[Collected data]
——

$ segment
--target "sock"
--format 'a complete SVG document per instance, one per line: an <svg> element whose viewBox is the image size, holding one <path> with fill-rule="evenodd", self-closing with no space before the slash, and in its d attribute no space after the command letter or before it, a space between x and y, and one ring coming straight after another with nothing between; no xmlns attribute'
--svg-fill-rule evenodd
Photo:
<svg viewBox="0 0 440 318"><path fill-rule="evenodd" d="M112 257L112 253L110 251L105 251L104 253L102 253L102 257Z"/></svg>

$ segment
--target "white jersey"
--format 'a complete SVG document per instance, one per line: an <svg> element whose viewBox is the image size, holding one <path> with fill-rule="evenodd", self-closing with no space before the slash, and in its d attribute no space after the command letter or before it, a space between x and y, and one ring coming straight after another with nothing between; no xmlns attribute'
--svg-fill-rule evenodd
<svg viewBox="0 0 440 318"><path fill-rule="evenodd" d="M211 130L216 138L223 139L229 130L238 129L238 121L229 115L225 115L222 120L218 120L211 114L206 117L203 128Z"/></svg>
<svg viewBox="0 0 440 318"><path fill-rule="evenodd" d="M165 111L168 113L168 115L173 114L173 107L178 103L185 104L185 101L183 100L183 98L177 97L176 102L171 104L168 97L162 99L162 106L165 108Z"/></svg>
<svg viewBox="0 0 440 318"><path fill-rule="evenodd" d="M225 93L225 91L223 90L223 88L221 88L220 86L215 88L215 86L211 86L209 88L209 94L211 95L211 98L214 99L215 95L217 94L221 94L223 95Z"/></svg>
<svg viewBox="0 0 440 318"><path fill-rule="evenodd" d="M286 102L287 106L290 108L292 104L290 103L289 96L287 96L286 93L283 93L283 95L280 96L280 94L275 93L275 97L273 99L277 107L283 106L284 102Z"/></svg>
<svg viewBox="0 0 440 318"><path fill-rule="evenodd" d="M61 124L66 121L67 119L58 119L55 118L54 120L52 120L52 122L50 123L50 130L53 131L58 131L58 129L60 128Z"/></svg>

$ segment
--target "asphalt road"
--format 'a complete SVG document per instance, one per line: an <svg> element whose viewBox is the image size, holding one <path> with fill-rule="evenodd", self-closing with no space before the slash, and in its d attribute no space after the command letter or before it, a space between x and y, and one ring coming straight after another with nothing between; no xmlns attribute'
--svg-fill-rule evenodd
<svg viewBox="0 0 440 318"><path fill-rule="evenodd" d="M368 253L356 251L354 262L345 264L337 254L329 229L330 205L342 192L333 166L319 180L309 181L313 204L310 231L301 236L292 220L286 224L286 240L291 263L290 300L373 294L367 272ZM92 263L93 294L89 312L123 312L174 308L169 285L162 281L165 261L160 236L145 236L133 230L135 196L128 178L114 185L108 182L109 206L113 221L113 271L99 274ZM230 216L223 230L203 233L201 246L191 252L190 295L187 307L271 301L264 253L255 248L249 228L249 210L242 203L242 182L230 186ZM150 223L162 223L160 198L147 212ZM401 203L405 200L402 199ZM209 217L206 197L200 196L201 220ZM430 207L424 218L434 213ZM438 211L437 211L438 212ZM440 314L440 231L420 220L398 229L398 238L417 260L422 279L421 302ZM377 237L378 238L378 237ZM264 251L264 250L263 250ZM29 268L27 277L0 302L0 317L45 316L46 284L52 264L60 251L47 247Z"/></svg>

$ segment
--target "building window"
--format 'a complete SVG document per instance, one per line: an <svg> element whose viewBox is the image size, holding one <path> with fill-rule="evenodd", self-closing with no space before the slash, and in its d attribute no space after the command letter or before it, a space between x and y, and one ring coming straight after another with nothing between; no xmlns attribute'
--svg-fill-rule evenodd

——

- [Task]:
Using the entries above, state the number of lines that include "target". Add nothing else.

- [Result of this exercise]:
4